▶ DIRECTIONS FOR THIS TASK: An acceptable response holds only the line containing "Target: white cloud" and every line after it to the end of the records, each reproduced exactly.

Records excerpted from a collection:

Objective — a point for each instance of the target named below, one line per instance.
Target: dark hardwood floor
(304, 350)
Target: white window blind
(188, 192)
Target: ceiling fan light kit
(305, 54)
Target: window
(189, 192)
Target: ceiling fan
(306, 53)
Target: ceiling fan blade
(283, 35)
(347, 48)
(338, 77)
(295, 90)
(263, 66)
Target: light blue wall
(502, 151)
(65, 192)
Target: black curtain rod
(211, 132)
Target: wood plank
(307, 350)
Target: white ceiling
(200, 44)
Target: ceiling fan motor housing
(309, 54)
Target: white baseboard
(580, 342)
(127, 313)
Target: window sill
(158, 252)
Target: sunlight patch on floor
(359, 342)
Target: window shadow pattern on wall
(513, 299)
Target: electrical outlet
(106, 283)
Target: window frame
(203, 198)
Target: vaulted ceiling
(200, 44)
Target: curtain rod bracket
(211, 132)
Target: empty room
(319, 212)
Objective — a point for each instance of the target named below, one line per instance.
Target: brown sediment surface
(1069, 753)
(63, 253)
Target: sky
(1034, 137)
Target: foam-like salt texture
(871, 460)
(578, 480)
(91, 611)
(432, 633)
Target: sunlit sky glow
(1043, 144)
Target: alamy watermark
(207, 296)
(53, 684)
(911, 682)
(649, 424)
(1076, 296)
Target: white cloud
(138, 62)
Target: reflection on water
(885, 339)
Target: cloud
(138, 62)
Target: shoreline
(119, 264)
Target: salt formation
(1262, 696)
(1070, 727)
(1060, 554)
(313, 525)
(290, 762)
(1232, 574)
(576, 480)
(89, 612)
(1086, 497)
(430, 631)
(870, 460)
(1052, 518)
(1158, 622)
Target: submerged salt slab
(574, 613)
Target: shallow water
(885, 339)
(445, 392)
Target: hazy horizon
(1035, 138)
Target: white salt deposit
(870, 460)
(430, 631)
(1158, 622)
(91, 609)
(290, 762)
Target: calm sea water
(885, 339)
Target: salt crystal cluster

▶ EXERCISE OUTPUT:
Target: white cloud
(138, 62)
Target: reflection on water
(885, 339)
Target: cloud
(138, 62)
Target: shoreline
(119, 264)
Target: salt formation
(1262, 696)
(1070, 727)
(1060, 554)
(313, 525)
(290, 762)
(1232, 574)
(576, 480)
(89, 612)
(1086, 497)
(430, 631)
(870, 460)
(1052, 518)
(1158, 622)
Target: submerged salt slab
(574, 613)
Target: shallow water
(885, 339)
(445, 392)
Target: hazy horizon
(1035, 138)
Target: white salt deposit
(870, 460)
(430, 631)
(1158, 622)
(91, 609)
(290, 762)
Target: calm sea water
(885, 339)
Target: salt crystal cluster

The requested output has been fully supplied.